* **Exercise directions**
Give back the full listing, character for character, with no pictures.

* **Entries provided**
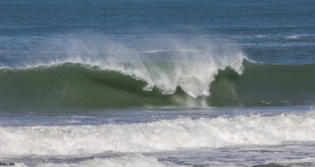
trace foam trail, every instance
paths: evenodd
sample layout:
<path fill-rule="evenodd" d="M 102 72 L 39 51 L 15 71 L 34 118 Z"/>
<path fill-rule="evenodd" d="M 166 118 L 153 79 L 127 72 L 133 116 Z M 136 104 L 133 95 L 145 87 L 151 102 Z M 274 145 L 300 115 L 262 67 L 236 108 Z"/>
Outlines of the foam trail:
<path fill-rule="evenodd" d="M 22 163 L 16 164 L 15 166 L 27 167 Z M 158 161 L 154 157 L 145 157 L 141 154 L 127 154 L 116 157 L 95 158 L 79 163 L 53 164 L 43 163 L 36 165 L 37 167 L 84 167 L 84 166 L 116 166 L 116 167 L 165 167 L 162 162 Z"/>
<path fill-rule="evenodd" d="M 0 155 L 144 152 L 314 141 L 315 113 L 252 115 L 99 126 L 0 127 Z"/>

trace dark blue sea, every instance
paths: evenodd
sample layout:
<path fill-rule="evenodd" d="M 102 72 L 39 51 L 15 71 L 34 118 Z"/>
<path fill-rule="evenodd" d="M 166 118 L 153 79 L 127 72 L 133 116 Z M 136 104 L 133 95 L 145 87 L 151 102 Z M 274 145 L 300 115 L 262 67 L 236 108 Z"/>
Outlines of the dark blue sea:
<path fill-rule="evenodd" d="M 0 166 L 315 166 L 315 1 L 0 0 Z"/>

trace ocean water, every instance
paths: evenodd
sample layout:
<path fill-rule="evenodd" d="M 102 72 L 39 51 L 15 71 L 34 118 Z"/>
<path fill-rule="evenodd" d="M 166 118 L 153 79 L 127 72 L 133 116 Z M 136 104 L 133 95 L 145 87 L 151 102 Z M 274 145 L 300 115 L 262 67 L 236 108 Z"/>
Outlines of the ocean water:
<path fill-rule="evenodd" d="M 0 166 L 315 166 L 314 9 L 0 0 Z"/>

* **Solution to the exercise**
trace foam trail, every instance
paths: evenodd
sample layout:
<path fill-rule="evenodd" d="M 102 72 L 39 51 L 15 71 L 34 118 Z"/>
<path fill-rule="evenodd" d="M 166 118 L 153 79 L 127 72 L 133 116 Z M 136 104 L 133 95 L 145 87 L 151 102 Z M 274 145 L 300 115 L 262 67 L 236 108 Z"/>
Outlines of the foam trail:
<path fill-rule="evenodd" d="M 22 163 L 16 164 L 15 166 L 27 167 Z M 158 161 L 154 157 L 145 157 L 141 154 L 127 154 L 116 157 L 95 158 L 79 163 L 53 164 L 43 163 L 36 165 L 37 167 L 84 167 L 84 166 L 116 166 L 116 167 L 165 167 L 162 162 Z"/>
<path fill-rule="evenodd" d="M 0 155 L 144 152 L 314 141 L 315 113 L 252 115 L 99 126 L 0 127 Z"/>

trace dark blue sea, every instance
paths: evenodd
sample layout:
<path fill-rule="evenodd" d="M 102 72 L 39 51 L 15 71 L 34 118 Z"/>
<path fill-rule="evenodd" d="M 166 118 L 153 79 L 127 72 L 133 116 Z M 136 104 L 133 95 L 145 87 L 151 102 Z M 274 145 L 300 115 L 262 67 L 236 108 Z"/>
Outlines of the dark blue sea:
<path fill-rule="evenodd" d="M 0 166 L 315 166 L 315 1 L 0 0 Z"/>

trace ocean water, every instance
paths: evenodd
sample layout:
<path fill-rule="evenodd" d="M 102 72 L 39 51 L 15 71 L 34 118 Z"/>
<path fill-rule="evenodd" d="M 166 118 L 153 79 L 127 72 L 133 116 Z M 136 104 L 133 95 L 145 87 L 151 102 Z M 274 145 L 300 115 L 262 67 L 236 108 Z"/>
Outlines of the ocean water:
<path fill-rule="evenodd" d="M 0 166 L 315 166 L 314 9 L 0 0 Z"/>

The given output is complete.